» **Entries provided**:
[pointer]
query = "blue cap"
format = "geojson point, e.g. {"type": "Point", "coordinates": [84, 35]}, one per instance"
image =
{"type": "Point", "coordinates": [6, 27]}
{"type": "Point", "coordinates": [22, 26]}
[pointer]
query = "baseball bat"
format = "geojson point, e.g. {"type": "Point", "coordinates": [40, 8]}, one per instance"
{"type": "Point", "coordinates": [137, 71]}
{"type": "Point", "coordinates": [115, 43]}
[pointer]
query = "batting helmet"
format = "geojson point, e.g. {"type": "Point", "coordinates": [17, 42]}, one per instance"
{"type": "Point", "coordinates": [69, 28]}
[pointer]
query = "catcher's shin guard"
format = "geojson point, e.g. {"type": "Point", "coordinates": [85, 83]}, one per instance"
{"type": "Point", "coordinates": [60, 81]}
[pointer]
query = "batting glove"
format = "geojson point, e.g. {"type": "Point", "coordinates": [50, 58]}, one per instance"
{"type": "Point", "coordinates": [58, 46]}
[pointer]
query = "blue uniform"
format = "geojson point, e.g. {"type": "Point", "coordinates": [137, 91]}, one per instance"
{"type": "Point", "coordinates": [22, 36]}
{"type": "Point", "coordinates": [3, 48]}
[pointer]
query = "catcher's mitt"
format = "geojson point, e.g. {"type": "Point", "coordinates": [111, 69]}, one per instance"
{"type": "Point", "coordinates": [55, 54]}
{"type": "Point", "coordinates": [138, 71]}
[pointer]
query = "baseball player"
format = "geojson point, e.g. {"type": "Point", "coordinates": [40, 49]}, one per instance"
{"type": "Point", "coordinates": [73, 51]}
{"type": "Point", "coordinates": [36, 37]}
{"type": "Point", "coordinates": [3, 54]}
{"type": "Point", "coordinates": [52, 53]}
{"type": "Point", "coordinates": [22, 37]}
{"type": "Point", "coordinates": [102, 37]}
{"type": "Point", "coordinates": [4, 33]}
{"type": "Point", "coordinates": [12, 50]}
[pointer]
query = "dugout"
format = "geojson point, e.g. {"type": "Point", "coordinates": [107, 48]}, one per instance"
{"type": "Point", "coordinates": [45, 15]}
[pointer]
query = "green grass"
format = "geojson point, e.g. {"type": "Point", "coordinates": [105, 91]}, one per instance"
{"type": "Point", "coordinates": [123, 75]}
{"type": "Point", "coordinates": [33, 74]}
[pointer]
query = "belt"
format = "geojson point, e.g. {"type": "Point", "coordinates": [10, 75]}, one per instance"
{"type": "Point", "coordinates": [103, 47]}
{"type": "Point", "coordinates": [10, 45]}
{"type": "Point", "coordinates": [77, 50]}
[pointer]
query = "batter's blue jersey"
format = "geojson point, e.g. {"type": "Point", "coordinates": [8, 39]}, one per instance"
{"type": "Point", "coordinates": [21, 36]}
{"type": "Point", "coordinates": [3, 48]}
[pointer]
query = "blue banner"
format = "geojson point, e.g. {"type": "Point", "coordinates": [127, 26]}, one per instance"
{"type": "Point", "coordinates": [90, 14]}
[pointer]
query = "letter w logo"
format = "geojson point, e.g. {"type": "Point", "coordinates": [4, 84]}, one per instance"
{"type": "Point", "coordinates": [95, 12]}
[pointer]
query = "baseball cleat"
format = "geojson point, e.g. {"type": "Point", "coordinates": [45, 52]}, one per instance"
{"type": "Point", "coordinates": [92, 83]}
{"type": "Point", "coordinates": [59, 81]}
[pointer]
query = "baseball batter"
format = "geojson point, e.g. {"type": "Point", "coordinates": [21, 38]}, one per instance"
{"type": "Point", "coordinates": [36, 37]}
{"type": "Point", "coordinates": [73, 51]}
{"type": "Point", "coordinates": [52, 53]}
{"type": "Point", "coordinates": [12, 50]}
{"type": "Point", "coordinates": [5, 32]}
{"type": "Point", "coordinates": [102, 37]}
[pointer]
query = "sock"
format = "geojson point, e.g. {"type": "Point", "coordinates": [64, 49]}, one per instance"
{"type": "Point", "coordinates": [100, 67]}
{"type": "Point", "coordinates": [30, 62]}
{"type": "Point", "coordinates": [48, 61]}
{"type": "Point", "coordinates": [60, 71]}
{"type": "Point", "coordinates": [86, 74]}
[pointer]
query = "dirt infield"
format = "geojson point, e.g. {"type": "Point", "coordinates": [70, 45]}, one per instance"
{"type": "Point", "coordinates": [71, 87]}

--

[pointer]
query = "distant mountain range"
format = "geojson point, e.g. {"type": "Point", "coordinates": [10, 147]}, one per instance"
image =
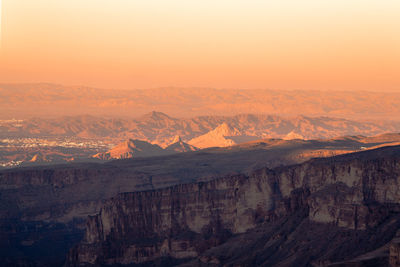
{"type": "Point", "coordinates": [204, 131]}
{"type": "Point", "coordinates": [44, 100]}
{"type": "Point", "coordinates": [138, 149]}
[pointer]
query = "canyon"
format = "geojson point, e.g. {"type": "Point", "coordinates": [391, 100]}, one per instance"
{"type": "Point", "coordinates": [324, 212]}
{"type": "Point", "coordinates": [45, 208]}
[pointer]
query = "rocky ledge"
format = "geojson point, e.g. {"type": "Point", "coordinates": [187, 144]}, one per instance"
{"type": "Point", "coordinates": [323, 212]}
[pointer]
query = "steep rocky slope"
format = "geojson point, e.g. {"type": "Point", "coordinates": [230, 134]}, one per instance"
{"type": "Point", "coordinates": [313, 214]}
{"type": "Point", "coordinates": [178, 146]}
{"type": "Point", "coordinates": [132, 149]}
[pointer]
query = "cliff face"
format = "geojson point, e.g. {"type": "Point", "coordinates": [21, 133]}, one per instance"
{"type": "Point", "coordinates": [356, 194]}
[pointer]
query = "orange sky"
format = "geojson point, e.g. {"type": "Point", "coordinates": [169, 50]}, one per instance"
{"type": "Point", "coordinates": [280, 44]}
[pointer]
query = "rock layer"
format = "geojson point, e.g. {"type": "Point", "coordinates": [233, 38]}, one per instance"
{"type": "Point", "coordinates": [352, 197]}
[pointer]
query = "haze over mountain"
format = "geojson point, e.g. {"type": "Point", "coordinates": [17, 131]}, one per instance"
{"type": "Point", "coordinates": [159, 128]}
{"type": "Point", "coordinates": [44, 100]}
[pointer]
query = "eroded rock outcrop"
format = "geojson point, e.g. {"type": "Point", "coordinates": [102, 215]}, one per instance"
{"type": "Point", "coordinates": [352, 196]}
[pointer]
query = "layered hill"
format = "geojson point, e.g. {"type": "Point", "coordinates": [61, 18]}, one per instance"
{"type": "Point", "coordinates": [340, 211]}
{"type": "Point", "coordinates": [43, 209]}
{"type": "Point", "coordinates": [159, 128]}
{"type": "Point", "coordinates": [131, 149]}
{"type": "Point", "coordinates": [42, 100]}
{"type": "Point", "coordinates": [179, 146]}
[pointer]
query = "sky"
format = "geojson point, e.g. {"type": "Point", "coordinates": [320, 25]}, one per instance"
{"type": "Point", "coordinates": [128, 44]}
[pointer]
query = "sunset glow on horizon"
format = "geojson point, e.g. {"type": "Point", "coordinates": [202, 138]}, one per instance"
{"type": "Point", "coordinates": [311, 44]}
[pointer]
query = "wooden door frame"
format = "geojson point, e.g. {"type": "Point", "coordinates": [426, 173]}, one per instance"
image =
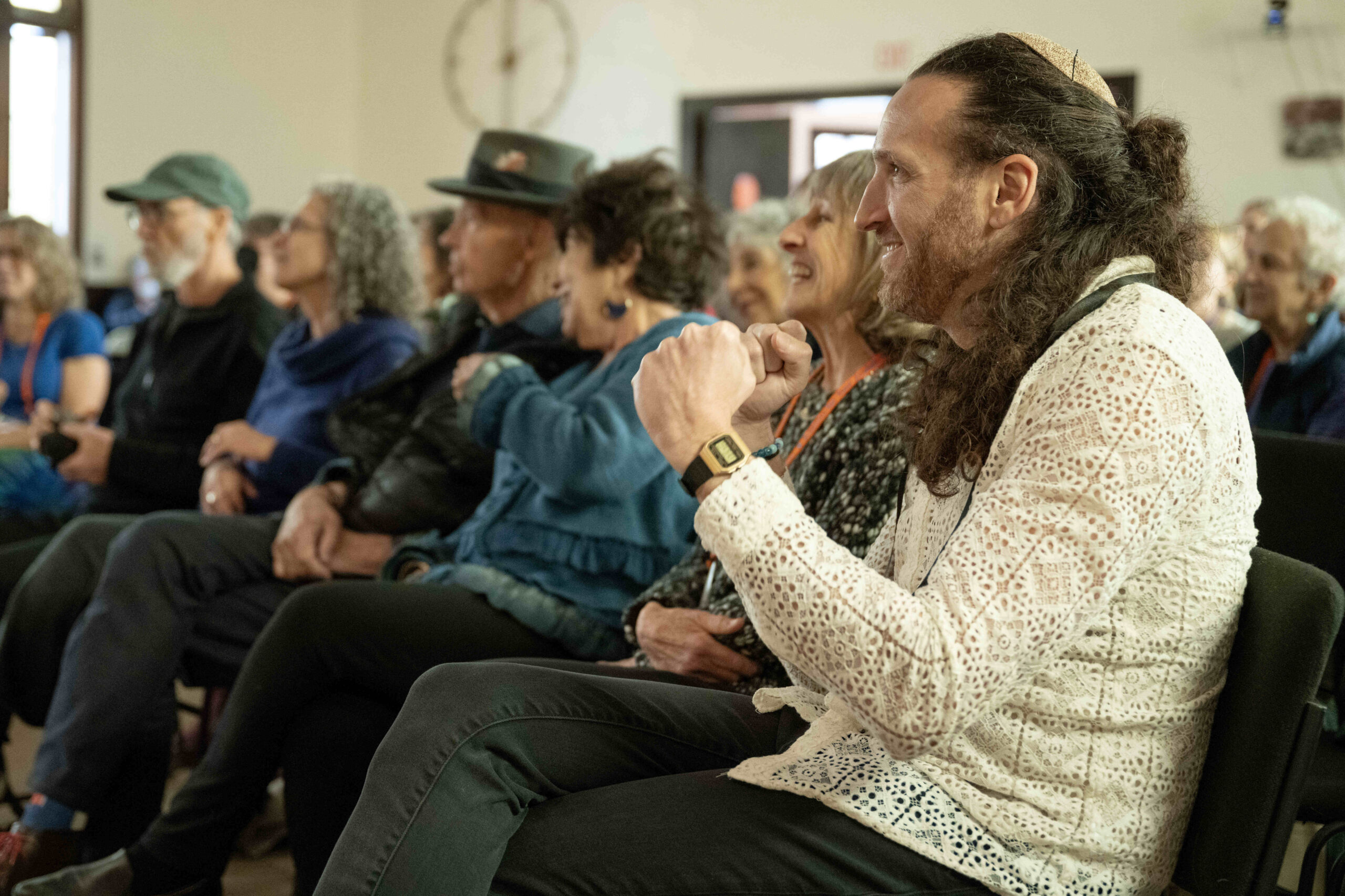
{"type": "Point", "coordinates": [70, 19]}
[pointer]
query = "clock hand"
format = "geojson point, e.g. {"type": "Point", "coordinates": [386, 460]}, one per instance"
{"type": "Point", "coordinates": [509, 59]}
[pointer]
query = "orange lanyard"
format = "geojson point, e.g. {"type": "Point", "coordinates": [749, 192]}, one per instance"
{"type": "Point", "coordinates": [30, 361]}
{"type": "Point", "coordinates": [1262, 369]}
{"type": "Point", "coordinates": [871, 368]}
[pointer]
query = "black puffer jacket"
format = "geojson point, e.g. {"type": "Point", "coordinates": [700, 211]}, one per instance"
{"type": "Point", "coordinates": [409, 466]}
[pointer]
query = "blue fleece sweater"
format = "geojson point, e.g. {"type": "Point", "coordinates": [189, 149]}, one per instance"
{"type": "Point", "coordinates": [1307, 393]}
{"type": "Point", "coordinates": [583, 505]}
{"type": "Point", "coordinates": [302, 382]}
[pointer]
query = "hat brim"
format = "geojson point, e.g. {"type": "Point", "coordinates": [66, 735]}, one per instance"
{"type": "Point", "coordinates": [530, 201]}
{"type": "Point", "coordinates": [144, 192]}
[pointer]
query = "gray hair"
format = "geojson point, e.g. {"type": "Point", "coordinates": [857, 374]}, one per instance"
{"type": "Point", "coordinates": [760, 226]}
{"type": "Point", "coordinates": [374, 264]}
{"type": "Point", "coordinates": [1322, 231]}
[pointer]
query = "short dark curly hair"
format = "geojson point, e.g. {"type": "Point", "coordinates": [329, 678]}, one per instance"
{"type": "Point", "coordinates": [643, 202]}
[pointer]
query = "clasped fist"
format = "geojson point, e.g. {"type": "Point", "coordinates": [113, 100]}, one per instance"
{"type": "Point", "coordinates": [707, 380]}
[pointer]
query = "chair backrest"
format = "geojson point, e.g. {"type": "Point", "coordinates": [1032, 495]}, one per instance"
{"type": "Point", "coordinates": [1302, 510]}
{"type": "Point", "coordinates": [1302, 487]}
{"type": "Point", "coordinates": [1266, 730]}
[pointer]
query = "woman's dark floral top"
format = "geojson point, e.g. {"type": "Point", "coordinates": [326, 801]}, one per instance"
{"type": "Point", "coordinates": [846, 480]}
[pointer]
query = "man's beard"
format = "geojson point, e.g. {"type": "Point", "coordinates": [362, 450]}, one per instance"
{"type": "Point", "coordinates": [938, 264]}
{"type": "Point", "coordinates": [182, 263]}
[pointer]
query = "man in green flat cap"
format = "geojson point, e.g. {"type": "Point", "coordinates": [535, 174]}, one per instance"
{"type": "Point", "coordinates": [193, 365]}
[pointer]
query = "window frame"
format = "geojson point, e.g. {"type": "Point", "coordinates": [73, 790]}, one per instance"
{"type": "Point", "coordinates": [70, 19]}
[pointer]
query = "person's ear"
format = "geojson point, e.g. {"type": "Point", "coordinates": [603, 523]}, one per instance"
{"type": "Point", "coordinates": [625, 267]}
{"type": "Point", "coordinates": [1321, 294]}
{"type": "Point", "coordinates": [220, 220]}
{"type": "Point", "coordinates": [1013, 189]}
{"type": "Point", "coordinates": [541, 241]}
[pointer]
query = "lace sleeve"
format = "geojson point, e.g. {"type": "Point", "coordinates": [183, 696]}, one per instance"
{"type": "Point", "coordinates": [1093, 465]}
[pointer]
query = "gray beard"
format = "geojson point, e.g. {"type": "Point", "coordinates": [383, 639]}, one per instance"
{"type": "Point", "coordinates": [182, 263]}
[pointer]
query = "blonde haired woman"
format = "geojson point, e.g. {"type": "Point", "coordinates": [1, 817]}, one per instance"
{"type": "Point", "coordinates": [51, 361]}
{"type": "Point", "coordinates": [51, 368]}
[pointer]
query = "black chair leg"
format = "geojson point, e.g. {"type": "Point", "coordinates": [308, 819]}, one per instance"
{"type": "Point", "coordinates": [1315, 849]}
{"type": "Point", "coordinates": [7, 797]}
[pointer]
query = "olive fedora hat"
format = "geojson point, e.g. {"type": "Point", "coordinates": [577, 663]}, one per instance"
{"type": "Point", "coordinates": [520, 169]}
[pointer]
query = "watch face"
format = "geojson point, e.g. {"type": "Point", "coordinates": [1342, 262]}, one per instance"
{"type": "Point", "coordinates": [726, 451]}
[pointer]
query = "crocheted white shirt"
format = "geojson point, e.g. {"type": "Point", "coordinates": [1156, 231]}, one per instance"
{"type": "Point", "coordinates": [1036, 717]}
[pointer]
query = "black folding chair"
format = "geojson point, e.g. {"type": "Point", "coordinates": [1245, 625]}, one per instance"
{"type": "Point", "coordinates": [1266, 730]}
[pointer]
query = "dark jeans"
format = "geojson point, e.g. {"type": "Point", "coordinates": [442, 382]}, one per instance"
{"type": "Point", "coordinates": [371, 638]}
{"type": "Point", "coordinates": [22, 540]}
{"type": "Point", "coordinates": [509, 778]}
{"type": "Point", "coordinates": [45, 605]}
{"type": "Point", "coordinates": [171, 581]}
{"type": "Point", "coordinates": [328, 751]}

» **Problem to work on**: The answer must be a single number: the count of lines in the records above that contain the word "chair".

» **Output for this task**: 3